EXCERPTED TEXT:
When he comes to deliver the autumn budget, the chancellor would be smart to draw a line in the sand, to say that taxes will rise in future to fix the hole in the finances caused by Covid-19. However, the right time for a big tax-raising budget has not yet arrived. If anything, the reverse is needed – an expansive budget with an increase in funding to protect the jobs of millions of workers. Concerns over the national debt should be sidelined.

With Britain in the deepest recession since records began, and facing a winter of potentially rising coronavirus infections, as much support as possible is still needed for the economy over the coming weeks, months and years.


Home-working has taken the steam out of takeaway coffee

Coffee shops are ­suffering as commuters work from home, avoid public transport and watch their pennies.

Where once it was the norm to gather in crowded cafes or sip a takeaway cappuccino from a reusable cup, fear of the virus and the looming recession has sent us running for the kettle.

City centres, especially London, are quiet, and sales of ground coffee, coffee beans and home espresso machines are soaring.

The nation’s coffee chains were already trimming their store estates even before the coronavirus pandemic, after a period of over-expansion had made it tougher to turn a profit. Rising costs and heavy competition – as well as a thirst for better-quality coffees from independent vendors with local connections – was taking its toll.

The virus has accelerated those trends and introduced new ones. Commuters are not only ­adding up the time and cash cost of their daily journey to work, but also questioning whether the caffeinated milkshake they used to drink on the way was worth the price.

The shift to working from home has made suburbia more appealing. The age of broadband and smartphones mean we no longer need to be tied to our desks, and bosses will find it harder now to justify their demands for bums on office chairs.

There’s plenty of room for ­coffee shops in local neighbourhoods. They offer a relatively cheap treat, a comfy spot with reliable wifi, and a place away from a crowded house. They can be part of a local community, bringing people back together.

And not everyone wants to work at home. Young people still want to meet each other, learn and network – they will want to return to an office of some kind. Coffee shops will be able to survive – if they are prepared to adapt.


Even if HS2’s benefits are unclear, Keynesians will applaud the digging

For a train service that is currently running some seven to 10 years behind schedule, HS2 has certainly enjoyed plenty of official starts, launches and green lights. The latest, last Friday, was the official start of construction – something of a surprise to those who were paying attention in February when the government said the work would start within weeks. Nonetheless, after the Treasury signed off the main civil engineering contracts in April, ­shovels are now officially in the ground, 11 years after the government first nailed its colours to the high-speed mast.

Boris Johnson, who – lest we forget – had put the whole thing on pause to garner support among sceptical party members in his 2019 leadership race, was out last Friday in Solihull, near Birmingham, in full PPE, enthusing. To many, the ­merits of HS2 seem more doubtful since coronavirus, which has made the point of much pre-pandemic travel suddenly seem questionable. But the prime minister was zealous, proclaiming he had “absolutely no doubt” that mass transit infrastructure would be crucial for Britain in the decades ahead.

Perhaps it does not do to dwell on doubts when you have just decided to spend £106bn on a railway. Across the nation, the arguments will run and run until, or even after, the full high-speed network is up and running. Engineers and builders, however, need to crack on.

Coronavirus has in some ways made Johnson’s call easier. No one can truly predict the benefits HS2 will bring: whether we will zip between booming cities, stay working at home, or experience a yet more dystopian future of pandemics and climate change that affects our lives in unforeseen ways. But what we know now is that, with a recession under way and jobs disappearing, chancellors can find money to furlough workers and convince consumers to eat out. A good Keynesian would have us digging holes. At least this £106bn is building infrastructure to last.

[Point location data]

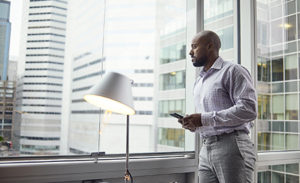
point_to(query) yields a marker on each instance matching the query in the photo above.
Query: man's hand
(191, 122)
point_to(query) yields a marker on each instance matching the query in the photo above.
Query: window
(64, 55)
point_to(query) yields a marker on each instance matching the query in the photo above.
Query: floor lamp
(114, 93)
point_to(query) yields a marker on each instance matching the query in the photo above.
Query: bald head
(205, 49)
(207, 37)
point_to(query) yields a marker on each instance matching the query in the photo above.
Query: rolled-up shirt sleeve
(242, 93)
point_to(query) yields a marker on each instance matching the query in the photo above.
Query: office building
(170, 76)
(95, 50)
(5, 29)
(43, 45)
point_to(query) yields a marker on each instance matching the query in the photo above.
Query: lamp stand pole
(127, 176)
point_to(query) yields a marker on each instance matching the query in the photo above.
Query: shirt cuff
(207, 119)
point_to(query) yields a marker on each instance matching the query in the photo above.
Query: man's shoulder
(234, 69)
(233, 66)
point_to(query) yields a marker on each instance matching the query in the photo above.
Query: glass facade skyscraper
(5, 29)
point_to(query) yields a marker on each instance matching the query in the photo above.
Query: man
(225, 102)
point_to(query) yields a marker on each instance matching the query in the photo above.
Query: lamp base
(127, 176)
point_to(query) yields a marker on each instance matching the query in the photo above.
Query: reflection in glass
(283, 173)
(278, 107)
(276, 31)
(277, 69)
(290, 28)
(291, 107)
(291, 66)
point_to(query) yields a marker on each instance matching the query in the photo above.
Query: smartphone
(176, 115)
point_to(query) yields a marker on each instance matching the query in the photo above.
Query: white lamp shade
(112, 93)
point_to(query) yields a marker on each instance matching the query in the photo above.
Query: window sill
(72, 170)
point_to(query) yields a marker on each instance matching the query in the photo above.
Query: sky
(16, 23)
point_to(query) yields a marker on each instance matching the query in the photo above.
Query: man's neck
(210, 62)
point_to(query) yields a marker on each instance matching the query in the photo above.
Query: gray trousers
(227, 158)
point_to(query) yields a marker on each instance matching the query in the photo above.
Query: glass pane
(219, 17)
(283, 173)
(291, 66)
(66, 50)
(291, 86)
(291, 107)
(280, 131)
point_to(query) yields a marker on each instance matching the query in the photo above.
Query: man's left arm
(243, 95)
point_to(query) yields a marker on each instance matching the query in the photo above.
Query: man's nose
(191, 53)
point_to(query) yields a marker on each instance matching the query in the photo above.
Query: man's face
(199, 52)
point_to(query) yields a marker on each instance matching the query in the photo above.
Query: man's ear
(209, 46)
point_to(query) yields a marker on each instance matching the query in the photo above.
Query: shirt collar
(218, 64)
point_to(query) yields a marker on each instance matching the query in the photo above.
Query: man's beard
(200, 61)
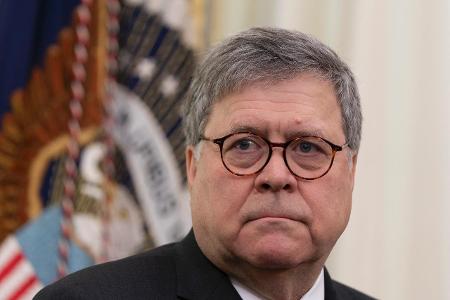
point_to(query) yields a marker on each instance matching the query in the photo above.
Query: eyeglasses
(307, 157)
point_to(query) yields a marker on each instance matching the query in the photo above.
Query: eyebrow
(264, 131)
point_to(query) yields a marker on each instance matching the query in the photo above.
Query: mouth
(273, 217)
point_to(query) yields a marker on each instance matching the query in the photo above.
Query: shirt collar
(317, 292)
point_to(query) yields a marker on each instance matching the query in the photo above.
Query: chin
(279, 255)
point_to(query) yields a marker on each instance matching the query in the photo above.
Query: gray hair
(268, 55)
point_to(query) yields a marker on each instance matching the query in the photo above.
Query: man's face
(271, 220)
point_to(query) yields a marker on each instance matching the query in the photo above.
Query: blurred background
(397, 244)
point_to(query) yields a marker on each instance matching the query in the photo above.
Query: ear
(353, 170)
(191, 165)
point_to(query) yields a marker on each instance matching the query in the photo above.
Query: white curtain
==
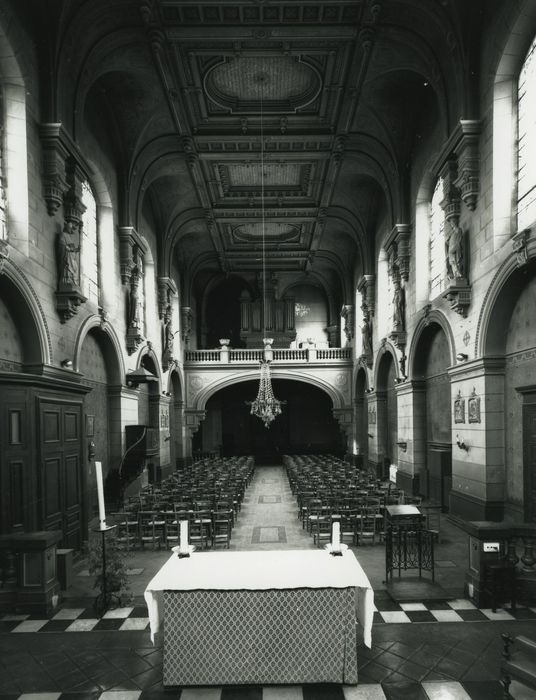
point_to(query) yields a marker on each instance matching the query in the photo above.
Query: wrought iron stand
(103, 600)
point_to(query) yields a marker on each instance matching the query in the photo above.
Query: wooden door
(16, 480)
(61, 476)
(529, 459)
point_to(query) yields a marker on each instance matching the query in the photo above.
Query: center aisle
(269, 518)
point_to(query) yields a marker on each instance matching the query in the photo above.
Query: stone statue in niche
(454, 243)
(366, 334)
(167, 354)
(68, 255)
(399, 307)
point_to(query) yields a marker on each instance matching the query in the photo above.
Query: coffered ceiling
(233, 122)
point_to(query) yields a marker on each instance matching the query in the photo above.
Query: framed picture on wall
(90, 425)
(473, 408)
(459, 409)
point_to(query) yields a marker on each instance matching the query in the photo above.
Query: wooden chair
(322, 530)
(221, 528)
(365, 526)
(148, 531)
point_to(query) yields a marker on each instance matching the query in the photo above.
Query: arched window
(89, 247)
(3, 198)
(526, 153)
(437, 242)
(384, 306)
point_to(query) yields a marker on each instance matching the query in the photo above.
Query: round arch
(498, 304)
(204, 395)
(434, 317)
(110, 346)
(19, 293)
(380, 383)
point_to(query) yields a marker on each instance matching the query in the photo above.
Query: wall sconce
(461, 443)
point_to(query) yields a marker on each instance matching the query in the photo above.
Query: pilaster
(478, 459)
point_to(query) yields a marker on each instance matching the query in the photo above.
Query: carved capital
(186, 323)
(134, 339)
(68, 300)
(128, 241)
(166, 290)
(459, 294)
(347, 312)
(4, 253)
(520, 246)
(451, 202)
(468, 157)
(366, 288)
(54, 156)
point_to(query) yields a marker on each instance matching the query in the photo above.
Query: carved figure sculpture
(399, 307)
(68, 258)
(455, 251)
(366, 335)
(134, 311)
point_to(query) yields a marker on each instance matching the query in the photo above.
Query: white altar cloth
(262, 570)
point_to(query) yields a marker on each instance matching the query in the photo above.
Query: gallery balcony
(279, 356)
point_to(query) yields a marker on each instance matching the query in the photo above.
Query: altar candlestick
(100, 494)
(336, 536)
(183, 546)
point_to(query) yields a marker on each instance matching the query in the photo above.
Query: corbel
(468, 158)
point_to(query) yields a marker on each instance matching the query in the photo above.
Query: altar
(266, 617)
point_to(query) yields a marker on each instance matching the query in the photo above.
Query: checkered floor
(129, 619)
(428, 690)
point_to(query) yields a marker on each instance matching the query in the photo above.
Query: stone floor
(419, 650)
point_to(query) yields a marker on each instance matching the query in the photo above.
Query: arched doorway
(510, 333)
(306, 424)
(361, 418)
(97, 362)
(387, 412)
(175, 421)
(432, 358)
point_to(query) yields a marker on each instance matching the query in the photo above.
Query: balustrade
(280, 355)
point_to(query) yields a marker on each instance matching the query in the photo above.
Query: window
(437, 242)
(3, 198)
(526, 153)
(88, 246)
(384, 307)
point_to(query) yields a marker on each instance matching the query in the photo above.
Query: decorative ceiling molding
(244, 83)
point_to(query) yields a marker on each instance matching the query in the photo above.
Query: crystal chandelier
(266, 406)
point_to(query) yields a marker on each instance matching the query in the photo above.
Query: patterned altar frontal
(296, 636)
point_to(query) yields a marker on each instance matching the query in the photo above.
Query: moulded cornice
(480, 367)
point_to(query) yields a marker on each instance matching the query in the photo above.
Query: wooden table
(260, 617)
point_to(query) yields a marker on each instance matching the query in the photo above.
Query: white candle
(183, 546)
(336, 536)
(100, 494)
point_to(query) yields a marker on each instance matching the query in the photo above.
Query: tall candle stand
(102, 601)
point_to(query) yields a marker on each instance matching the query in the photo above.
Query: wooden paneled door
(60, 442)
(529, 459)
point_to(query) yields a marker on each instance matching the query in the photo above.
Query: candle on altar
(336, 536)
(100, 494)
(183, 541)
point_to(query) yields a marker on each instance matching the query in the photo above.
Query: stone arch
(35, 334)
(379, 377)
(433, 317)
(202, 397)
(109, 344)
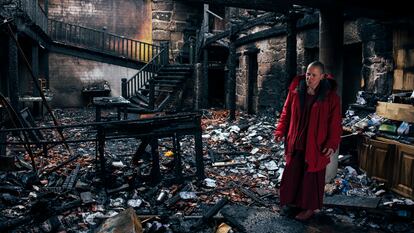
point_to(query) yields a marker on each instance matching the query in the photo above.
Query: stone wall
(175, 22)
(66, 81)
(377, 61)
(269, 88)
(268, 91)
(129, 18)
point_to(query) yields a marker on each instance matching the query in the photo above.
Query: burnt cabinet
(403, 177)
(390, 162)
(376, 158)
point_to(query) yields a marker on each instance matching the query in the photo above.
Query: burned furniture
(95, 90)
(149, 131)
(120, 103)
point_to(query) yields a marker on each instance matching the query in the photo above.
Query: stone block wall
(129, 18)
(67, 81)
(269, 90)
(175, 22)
...
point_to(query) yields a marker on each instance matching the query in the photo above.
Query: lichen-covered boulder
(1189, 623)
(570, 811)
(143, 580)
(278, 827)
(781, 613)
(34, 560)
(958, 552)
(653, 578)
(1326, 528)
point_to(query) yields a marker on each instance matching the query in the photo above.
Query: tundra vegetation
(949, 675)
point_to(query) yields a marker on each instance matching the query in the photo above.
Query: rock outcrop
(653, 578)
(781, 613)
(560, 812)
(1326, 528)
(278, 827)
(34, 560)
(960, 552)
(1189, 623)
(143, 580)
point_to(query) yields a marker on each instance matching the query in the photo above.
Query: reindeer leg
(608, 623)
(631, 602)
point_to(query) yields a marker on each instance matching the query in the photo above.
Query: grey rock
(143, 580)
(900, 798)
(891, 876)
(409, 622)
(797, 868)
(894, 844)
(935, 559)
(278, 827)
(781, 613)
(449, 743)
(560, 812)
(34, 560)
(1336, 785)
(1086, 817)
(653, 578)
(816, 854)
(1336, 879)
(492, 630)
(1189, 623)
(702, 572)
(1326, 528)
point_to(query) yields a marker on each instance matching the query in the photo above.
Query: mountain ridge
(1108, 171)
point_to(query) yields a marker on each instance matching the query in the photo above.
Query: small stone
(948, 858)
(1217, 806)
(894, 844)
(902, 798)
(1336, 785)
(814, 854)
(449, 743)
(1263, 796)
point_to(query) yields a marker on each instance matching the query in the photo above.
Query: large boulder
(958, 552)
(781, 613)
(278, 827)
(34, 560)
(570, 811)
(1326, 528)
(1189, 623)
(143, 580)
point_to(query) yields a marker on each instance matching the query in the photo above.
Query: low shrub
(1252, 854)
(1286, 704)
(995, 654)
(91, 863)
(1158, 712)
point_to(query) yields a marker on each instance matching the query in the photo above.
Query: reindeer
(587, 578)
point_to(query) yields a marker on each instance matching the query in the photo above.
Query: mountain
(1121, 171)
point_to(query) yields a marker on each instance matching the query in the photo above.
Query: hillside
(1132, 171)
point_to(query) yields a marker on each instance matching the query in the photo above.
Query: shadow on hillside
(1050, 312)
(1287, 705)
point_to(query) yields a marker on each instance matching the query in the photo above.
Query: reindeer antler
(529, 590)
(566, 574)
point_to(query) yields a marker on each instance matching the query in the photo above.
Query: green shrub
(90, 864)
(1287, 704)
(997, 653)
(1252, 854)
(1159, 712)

TO DO: In the excerpted text, copy the passage from "With Britain in" up to and including "for the kettle." word for word.

RESPONSE TO THIS TASK:
With Britain in the deepest recession since records began, and facing a winter of potentially rising coronavirus infections, as much support as possible is still needed for the economy over the coming weeks, months and years.


Home-working has taken the steam out of takeaway coffee

Coffee shops are ­suffering as commuters work from home, avoid public transport and watch their pennies.

Where once it was the norm to gather in crowded cafes or sip a takeaway cappuccino from a reusable cup, fear of the virus and the looming recession has sent us running for the kettle.